◆ What is required: Continue the forum post about a breast cancer classifier that overfits, starting after its last sentence.

==== Text provided ====

I am trying to train models to predict if somebody will get breast cancer- it is a binary classification problem, using limited features that replicate data a patient's primary care physician will have on them.
I have the following steps:
- Fill in missing values - 'mean' for continuous columns, '10' for discrete columns (discrete columns go up to 0,1,2,3,4,5,6)
- Feature selection (correlation based, whole dataset)
- Test train split (20/80)
- SMOTENC to balance classes (previously was 4000 vs 50,000) on train data only
- One hot encode the discrete columns in test and train
- Standard scale in test and train
- Then --> 10 fold cross validation to determine best hyperparameters for KNN (1-30), and Logistic Regression Classifier (['solver'] ,['penalty'] ,['C'] ) I am getting decent AUROC on the train data (0.7 on LR, 0.85 on KNN) but it seems to have completely overfit, as I am getting 0.5 AUROC on test data.

==== Source data ====

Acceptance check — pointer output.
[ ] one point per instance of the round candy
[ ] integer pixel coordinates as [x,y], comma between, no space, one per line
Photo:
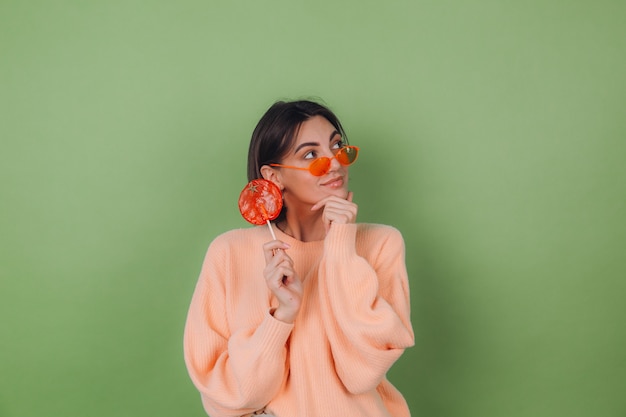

====

◆ Expected answer:
I believe the probelem is SMOTE.I have very class imbalanced data (7:93), and using SMOTE seems to make it overfit. Without SMOTE, they are just poor models and I get about 52% AUROC on test and train. I am at a loss as to what I can do next or change about what i've done. Any suggestions, pages to read, or advice in general would be greatly appreciated. I am relatively new to ML and this is for a large university project, and I cannot work out whether it is my data that is the problem- that it just won't train perhaps due to the minimal features I have, or something I am doing. I am currently training a Random Forest model as I have read that deals with imbalanced data better, and also plan to have a look into XGBoost.